* Exercise
Count the lines in the rows below that contain the string "pole", where case matters, and reply with only that number.

▽

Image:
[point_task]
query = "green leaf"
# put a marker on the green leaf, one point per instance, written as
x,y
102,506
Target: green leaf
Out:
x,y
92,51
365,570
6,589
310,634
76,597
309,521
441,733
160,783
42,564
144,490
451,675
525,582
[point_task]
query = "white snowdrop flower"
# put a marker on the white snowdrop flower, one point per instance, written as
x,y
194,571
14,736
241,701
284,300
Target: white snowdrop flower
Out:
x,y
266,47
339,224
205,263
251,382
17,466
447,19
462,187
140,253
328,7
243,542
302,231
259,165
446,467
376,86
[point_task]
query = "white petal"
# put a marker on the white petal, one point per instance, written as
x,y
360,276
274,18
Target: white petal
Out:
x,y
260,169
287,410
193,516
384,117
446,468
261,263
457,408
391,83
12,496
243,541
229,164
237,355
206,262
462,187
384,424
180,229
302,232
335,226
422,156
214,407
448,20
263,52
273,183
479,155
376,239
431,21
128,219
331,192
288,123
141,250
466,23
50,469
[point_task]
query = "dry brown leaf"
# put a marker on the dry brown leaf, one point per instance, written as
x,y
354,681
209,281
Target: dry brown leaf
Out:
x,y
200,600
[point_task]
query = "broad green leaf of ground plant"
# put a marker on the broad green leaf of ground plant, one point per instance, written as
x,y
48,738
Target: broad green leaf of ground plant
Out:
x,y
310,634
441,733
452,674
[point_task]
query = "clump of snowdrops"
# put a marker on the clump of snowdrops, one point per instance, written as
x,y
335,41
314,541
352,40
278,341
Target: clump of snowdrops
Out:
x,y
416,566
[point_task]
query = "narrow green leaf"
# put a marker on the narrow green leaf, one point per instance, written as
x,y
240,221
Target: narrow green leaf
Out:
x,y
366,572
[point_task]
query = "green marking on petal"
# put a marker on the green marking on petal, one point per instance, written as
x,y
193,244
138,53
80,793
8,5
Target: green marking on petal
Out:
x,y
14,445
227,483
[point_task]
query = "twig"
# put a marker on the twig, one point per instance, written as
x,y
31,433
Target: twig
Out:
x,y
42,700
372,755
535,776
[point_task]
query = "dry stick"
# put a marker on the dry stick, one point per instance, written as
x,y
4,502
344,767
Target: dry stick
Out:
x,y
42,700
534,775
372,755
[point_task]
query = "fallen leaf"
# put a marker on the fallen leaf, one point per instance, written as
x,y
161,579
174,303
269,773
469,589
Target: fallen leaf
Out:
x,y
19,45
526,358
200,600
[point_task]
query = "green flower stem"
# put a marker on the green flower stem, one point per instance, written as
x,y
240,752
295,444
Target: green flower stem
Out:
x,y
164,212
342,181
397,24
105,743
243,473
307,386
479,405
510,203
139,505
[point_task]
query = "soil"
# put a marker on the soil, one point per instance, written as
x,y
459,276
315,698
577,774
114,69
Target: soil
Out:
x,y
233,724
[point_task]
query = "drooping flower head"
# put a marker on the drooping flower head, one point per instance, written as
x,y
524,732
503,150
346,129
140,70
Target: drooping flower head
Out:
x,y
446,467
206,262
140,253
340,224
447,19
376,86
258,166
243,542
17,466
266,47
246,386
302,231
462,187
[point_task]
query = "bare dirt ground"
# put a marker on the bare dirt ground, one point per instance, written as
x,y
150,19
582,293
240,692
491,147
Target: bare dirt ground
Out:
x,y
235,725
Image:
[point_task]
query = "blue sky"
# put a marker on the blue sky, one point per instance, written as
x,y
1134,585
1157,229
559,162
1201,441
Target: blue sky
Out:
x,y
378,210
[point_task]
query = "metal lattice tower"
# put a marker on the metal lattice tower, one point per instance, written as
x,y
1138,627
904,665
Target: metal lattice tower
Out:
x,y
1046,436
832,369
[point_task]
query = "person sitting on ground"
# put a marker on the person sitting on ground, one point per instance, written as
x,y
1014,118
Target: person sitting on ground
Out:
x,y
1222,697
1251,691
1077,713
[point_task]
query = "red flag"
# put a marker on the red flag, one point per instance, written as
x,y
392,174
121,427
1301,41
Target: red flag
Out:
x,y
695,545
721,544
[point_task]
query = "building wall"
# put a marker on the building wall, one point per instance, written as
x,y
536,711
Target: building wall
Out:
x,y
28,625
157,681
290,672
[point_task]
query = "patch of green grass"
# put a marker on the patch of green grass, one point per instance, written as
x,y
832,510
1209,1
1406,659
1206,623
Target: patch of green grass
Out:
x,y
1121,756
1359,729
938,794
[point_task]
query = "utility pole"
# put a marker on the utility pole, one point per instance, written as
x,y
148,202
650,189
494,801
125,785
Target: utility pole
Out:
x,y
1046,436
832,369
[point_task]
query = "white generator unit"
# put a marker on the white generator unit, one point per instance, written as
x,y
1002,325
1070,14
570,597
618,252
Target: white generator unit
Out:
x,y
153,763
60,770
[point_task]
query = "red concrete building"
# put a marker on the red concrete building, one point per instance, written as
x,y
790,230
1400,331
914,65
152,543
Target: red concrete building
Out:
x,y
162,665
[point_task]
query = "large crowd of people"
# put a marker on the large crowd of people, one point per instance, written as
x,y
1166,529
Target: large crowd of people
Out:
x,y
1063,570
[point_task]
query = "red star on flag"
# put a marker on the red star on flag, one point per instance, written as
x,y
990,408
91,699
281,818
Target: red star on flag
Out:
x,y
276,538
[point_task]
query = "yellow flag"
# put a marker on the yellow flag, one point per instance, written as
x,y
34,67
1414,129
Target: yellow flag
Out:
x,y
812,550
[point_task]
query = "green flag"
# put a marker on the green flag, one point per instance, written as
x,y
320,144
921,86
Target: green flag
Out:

△

* Task result
3